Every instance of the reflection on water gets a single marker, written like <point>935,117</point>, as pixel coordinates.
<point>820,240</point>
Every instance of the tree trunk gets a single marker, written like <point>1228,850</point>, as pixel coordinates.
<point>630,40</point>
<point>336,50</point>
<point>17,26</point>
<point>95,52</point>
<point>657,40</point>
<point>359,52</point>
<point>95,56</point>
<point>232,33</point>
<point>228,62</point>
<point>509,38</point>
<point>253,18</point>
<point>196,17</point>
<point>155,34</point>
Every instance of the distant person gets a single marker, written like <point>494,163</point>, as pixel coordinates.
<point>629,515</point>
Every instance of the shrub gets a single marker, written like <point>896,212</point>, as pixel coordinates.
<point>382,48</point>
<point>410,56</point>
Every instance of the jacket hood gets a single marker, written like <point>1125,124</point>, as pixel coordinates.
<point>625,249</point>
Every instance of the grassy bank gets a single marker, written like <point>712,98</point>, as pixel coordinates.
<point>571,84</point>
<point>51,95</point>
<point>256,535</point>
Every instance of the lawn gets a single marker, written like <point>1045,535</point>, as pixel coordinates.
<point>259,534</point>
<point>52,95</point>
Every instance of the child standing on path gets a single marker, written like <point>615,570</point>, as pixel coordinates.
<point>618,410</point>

+--

**Your task**
Copy out all of the records above word for word, changing nothing in any line.

**Correct result**
Every instance of the reflection on water gets a single marker, written like <point>935,117</point>, as pixel coordinates.
<point>820,240</point>
Every instance of the tree trunk gets a single marker, written like <point>1228,850</point>, as pixel coordinates.
<point>630,40</point>
<point>336,50</point>
<point>17,26</point>
<point>95,52</point>
<point>657,40</point>
<point>359,52</point>
<point>95,56</point>
<point>232,33</point>
<point>228,62</point>
<point>509,38</point>
<point>253,18</point>
<point>196,17</point>
<point>155,34</point>
Every instance of the distant person gets a single marker, written like <point>494,163</point>, as pixel coordinates.
<point>629,515</point>
Every instance of the shrub gets a single marker, written like <point>896,212</point>, as pixel coordinates.
<point>382,48</point>
<point>410,56</point>
Every instance of the jacket hood gets a single marker, written like <point>1125,124</point>, as pixel coordinates.
<point>625,249</point>
Every instance of the grassy bank gets a single marker, written like <point>712,98</point>, as pixel coordinates.
<point>571,84</point>
<point>51,95</point>
<point>256,535</point>
Every instance of the lawn gets a single marker, written like <point>1045,535</point>, as pixel coordinates.
<point>259,534</point>
<point>52,95</point>
Every instance of the child standing on path gets a single marker, written like <point>615,570</point>, as pixel coordinates.
<point>618,410</point>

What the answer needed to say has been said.